[Direction 1]
Count the lines in the records below that contain the word "water", with case counting, and give only the number.

[Quoted passage]
• • • • • • •

Sure, the choice is opinionated but a certain large OS vendor has had
a large influence in how HW vendors designed their color pipelines.

snip

>> On recent hardware, the NVIDIA pre-blending pipeline includes LUTs that do
>> implicit fixed-point to FP16 conversions, and vice versa.
> 
> Above, I claimed that the UAPI should be defined in nominal
> floating-point values, but I wonder, would that work? Would we need to
> have explicit colorops for converting from raw pixel data values into
> nominal floating-point in the UAPI?
> 

I think it's important that we keep a level of abstraction a the driver level.
I'm not sure it would serve anyone if we defined this.

snip

>>>>> I think we also need a definition of "informational".
>>>>>
>>>>> Counter-example 1: a colorop that represents a non-configurable    
>>>>
>>>> Not sure what's "counter" for these examples?
>>>>   
>>>>> YUV<->RGB conversion. Maybe it determines its operation from FB pixel
>>>>> format. It cannot be set to bypass, it cannot be configured, and it
>>>>> will alter color values.  
>>
>> Would it be reasonable to expose this is a 3x4 matrix with a read-only blob and
>> no BYPASS property? I already brought up a similar idea at the XDC HDR Workshop
>> based on the principle that read-only blobs could be used to express some static
>> pipeline elements without the need to define a new type, but got mixed opinions.
>> I think this demonstrates the principle further, as clients could detect this
>> programmatically instead of having to special-case the informational element.
> 
> If the blob depends on the pixel format (i.e. the driver automatically
> chooses a different blob per pixel format), then I think we would need
> to expose all the blobs and how they correspond to pixel formats.
> Otherwise ok, I guess.
> 
> However, do we want or need to make a color pipeline or colorop
> conditional on pixel formats? For example, if you use a YUV 4:2:0 type
> of pixel format, then you must use this pipeline and not any other. Or
> floating-point type of pixel format. I did not anticipate this before,
> I assumed that all color pipelines and colorops are independent of the
> framebuffer pixel format. A specific colorop might have a property that
> needs to agree with the framebuffer pixel format, but I didn't expect
> further limitations.
> 

Yes, I think we'll want that.

• • • • • • •

[Dataset]

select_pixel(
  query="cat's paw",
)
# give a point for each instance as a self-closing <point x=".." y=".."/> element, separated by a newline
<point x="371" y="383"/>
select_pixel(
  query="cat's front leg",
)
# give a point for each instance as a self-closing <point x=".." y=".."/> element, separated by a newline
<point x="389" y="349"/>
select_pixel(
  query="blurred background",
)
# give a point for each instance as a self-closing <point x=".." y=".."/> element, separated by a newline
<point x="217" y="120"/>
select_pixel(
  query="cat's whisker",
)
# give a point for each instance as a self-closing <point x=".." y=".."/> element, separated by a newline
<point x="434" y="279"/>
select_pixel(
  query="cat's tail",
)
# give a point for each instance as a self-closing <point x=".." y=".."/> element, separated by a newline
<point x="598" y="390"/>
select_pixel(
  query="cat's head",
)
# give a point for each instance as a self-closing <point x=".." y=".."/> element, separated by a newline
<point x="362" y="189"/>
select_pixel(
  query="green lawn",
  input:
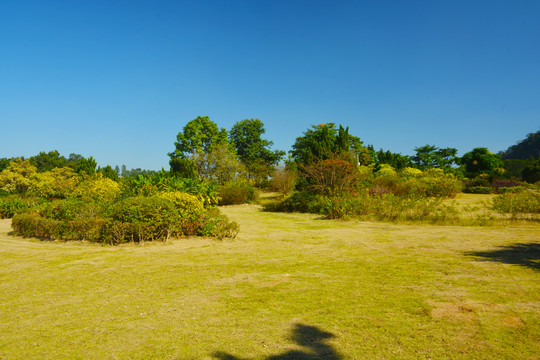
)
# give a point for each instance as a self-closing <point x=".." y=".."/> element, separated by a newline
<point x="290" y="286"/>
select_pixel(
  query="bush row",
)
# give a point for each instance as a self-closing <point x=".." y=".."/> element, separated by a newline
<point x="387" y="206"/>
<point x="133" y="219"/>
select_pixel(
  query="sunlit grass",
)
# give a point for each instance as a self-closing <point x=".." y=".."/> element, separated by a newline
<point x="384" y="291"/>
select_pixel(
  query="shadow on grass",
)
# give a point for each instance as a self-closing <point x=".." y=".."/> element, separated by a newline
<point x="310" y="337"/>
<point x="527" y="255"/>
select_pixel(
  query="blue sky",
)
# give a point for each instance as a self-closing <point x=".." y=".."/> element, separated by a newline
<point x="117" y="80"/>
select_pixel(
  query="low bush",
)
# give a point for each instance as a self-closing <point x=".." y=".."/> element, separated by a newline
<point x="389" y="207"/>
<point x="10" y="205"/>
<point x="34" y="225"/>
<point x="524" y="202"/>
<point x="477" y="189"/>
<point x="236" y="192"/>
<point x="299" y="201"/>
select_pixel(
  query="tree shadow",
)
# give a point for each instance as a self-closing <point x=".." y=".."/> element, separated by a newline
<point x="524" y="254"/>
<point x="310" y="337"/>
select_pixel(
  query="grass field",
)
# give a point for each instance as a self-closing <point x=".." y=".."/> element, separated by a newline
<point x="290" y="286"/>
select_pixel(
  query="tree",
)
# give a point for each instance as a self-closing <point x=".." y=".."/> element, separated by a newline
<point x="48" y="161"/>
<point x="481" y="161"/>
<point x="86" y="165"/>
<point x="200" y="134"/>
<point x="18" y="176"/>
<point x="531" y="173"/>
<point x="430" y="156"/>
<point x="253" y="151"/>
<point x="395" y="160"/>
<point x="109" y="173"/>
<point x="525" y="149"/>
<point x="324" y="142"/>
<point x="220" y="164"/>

• • • • • • •

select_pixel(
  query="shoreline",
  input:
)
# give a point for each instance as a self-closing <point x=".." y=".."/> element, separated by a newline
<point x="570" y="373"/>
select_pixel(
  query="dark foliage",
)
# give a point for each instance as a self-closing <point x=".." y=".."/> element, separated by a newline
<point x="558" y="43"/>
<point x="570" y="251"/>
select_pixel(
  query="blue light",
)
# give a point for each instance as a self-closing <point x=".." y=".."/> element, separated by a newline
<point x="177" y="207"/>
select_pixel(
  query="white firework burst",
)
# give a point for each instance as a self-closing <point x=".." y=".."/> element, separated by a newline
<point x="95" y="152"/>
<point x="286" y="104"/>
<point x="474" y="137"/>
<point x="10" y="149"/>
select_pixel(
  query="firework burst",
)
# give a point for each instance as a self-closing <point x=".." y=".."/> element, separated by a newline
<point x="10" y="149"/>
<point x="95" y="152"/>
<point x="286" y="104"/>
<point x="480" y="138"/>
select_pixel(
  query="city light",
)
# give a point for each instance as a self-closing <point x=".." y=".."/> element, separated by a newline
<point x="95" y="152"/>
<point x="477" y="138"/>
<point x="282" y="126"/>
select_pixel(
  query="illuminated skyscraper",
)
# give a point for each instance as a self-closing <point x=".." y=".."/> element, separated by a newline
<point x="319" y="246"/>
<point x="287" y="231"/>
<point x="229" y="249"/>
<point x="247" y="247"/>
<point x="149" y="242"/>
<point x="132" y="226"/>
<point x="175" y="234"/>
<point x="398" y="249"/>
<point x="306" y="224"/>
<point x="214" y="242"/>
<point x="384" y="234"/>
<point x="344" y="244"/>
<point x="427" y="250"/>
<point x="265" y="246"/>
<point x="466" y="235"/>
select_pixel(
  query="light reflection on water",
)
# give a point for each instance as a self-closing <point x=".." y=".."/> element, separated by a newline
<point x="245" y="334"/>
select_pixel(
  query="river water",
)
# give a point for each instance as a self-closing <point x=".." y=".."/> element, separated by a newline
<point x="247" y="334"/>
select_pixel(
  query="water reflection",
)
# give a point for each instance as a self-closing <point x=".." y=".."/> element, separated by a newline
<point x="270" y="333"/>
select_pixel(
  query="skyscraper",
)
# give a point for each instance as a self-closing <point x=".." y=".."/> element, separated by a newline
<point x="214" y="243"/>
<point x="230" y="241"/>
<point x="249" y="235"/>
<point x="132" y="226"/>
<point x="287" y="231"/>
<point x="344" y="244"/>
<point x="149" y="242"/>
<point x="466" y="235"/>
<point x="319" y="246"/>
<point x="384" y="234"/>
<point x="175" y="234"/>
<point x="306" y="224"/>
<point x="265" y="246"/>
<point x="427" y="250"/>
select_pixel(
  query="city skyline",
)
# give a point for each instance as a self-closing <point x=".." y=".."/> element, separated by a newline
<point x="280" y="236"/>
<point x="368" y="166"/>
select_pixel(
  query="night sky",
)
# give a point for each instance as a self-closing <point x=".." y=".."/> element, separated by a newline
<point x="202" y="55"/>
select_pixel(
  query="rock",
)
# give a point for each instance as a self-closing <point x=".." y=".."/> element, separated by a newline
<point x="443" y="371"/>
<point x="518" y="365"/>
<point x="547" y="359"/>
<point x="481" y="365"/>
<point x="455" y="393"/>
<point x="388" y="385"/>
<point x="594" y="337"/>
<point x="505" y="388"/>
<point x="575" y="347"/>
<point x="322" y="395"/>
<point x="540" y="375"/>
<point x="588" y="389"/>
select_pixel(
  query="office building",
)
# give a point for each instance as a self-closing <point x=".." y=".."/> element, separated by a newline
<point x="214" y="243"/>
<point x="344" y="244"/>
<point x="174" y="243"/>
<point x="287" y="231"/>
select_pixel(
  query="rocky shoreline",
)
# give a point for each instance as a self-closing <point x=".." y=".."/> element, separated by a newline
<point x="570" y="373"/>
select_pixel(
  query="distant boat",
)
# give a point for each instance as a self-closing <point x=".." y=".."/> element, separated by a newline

• • • • • • •

[Direction 2]
From the thread about color pipelines, copy word for word the stretch from "I'm not sure" through "alter color values.".

[Complete answer 1]
3

[Complete answer 2]
I'm not sure it would serve anyone if we defined this.

snip

>>>>> I think we also need a definition of "informational".
>>>>>
>>>>> Counter-example 1: a colorop that represents a non-configurable    
>>>>
>>>> Not sure what's "counter" for these examples?
>>>>   
>>>>> YUV<->RGB conversion. Maybe it determines its operation from FB pixel
>>>>> format. It cannot be set to bypass, it cannot be configured, and it
>>>>> will alter color values.